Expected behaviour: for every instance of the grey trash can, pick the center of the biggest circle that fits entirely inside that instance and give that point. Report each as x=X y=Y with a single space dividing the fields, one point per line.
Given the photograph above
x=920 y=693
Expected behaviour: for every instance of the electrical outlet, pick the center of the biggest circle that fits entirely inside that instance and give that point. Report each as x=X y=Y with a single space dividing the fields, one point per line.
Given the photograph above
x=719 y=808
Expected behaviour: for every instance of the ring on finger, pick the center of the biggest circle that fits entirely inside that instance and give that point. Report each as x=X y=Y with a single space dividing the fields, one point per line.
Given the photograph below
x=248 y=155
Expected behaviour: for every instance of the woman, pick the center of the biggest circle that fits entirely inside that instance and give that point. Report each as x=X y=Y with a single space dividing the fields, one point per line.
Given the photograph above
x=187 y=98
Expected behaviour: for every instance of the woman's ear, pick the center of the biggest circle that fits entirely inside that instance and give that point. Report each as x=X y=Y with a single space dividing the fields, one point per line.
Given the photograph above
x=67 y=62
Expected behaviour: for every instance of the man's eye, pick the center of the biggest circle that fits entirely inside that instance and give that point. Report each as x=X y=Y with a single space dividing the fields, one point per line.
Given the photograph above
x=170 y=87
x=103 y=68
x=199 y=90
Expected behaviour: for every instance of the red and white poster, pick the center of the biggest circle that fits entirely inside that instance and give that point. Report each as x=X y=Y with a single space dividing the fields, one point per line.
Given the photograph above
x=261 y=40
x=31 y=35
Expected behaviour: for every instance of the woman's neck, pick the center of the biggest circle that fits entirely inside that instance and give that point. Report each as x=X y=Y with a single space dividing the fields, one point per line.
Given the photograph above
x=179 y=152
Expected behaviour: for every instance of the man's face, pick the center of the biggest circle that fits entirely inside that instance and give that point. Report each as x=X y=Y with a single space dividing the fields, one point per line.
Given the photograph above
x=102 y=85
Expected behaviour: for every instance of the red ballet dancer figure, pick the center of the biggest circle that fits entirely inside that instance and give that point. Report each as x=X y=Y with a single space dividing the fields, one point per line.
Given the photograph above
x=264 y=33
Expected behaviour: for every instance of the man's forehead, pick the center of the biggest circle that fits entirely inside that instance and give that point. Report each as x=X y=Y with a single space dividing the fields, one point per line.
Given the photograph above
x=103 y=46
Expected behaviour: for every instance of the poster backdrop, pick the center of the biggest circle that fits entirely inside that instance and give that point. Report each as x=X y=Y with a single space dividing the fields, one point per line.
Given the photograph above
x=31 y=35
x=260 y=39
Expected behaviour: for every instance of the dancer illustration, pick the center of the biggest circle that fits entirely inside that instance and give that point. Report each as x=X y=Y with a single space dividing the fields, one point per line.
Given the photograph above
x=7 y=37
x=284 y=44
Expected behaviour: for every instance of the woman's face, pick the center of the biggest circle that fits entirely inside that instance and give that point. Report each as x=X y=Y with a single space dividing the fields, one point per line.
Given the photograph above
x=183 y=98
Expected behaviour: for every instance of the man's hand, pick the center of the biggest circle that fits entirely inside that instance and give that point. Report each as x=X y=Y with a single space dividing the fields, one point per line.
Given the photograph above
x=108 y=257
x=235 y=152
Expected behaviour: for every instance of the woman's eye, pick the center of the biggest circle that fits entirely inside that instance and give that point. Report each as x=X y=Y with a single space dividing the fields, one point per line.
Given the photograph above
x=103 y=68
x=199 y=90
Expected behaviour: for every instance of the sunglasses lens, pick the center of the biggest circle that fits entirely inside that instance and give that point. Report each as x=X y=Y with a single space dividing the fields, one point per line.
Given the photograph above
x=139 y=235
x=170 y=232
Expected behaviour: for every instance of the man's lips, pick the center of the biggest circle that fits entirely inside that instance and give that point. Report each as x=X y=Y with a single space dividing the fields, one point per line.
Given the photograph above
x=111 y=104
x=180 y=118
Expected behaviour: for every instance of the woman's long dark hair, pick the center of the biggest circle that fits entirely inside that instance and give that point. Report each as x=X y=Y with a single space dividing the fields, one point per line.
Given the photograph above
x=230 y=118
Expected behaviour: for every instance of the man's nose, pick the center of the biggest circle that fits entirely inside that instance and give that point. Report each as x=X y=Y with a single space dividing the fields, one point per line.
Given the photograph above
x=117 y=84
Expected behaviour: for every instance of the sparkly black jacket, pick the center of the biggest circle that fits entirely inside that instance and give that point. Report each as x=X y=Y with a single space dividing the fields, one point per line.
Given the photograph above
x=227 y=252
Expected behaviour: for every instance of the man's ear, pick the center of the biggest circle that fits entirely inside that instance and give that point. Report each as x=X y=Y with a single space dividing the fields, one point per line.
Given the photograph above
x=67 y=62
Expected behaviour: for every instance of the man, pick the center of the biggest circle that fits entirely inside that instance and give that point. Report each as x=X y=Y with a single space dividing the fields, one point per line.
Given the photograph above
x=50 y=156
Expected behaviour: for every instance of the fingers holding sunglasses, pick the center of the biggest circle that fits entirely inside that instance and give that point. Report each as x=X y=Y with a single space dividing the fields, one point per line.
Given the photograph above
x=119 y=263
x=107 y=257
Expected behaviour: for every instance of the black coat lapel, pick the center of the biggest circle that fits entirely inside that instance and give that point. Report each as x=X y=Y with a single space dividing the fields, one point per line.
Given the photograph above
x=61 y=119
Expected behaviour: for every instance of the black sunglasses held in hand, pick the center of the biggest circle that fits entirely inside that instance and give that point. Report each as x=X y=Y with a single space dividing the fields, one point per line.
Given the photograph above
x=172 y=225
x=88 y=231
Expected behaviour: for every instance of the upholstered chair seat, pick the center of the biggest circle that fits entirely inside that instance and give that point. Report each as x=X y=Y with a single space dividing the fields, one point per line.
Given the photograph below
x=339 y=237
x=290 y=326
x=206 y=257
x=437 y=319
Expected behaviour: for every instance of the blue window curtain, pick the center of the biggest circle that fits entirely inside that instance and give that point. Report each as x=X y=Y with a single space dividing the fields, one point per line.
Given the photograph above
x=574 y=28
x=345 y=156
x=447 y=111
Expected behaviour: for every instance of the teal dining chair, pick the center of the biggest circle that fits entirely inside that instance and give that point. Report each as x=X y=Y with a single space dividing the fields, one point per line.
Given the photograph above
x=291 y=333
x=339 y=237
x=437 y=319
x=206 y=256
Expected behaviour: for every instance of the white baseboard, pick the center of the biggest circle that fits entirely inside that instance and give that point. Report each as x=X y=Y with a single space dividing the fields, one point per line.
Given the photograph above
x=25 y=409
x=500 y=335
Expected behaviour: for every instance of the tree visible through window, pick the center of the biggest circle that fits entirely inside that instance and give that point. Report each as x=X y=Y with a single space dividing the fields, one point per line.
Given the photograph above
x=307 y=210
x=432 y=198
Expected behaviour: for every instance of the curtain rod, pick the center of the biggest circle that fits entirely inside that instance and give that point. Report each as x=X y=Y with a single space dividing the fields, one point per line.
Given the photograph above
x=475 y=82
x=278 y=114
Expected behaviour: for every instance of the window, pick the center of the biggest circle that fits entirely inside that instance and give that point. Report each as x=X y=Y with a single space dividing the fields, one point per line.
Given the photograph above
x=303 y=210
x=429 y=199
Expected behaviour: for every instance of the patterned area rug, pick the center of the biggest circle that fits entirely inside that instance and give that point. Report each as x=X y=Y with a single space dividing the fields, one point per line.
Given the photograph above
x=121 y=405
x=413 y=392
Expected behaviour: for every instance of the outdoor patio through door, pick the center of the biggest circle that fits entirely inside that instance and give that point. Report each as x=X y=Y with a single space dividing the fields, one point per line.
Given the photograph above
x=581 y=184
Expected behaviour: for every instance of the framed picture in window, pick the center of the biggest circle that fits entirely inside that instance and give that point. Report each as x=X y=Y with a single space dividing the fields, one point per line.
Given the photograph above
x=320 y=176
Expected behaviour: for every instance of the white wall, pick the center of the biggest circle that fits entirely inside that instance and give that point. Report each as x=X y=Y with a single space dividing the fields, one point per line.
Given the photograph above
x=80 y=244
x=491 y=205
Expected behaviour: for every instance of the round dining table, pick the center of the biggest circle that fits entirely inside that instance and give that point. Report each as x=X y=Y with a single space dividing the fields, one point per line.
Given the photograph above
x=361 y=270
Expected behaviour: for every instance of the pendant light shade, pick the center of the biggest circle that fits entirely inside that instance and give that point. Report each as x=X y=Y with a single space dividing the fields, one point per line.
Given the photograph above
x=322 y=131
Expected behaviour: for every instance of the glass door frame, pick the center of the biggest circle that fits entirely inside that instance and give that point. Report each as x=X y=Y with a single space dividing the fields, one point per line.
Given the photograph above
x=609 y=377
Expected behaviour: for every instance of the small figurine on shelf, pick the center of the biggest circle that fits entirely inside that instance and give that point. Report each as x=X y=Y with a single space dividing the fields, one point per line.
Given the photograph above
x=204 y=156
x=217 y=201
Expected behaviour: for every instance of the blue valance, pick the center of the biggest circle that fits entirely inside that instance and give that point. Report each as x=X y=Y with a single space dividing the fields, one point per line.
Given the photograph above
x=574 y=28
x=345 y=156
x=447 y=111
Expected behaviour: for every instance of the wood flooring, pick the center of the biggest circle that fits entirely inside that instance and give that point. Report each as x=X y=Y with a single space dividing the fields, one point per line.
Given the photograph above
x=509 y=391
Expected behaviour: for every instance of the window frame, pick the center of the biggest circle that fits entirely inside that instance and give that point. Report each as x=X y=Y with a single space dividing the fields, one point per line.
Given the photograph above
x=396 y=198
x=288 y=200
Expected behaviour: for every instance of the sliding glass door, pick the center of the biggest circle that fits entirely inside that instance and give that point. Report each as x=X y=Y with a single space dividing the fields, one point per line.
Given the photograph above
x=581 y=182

◇ ◇ ◇ ◇

**Problem description**
Rewrite everything above from the line containing "Expected behaviour: for every instance of the upholstered" down to the line containing "x=432 y=198", both lines included and the requests kept as they are. Shift every answer coordinate by adding 110 to each x and each y value.

**Exercise answer**
Expected behaviour: for every instance of the upholstered chair seat, pick the center of the biggest circle that fits entirely inside that instance and give that point. Report each as x=X y=Y with a single space dividing the fields, one point per line.
Given the photograph below
x=449 y=347
x=400 y=436
x=316 y=367
x=547 y=429
Expected behaviour: for every instance of the blue window curtain, pick the center of the biggest circle that fits entirely inside that instance and give that point. Report each as x=X y=Y with a single space dividing the fields, one point per line.
Given the photograph above
x=684 y=138
x=455 y=266
x=557 y=221
Expected behaviour: for every instance of the teal dining chair, pick the center of the biggest circle that fits entirely inside that instance and give that point. Report each as x=X y=Y with a single space dividing the fields, one point per line.
Given the photograph above
x=401 y=443
x=449 y=347
x=547 y=429
x=316 y=366
Expected behaviour: for every instance of the white baseboard, pick the center of the biggest circle that fits entirely inside that instance and give that point. Report each as x=X y=Y with a single space dividing the fields, one point per line.
Given the photograph above
x=135 y=519
x=610 y=445
Expected behaviour: for every instance of the tree visible through window, pick the center of the biggest circle that fits entirely inside that instance and give that point. Report each as x=X y=Y with a single space dividing the fields, one point per line.
Given the photograph above
x=417 y=320
x=542 y=308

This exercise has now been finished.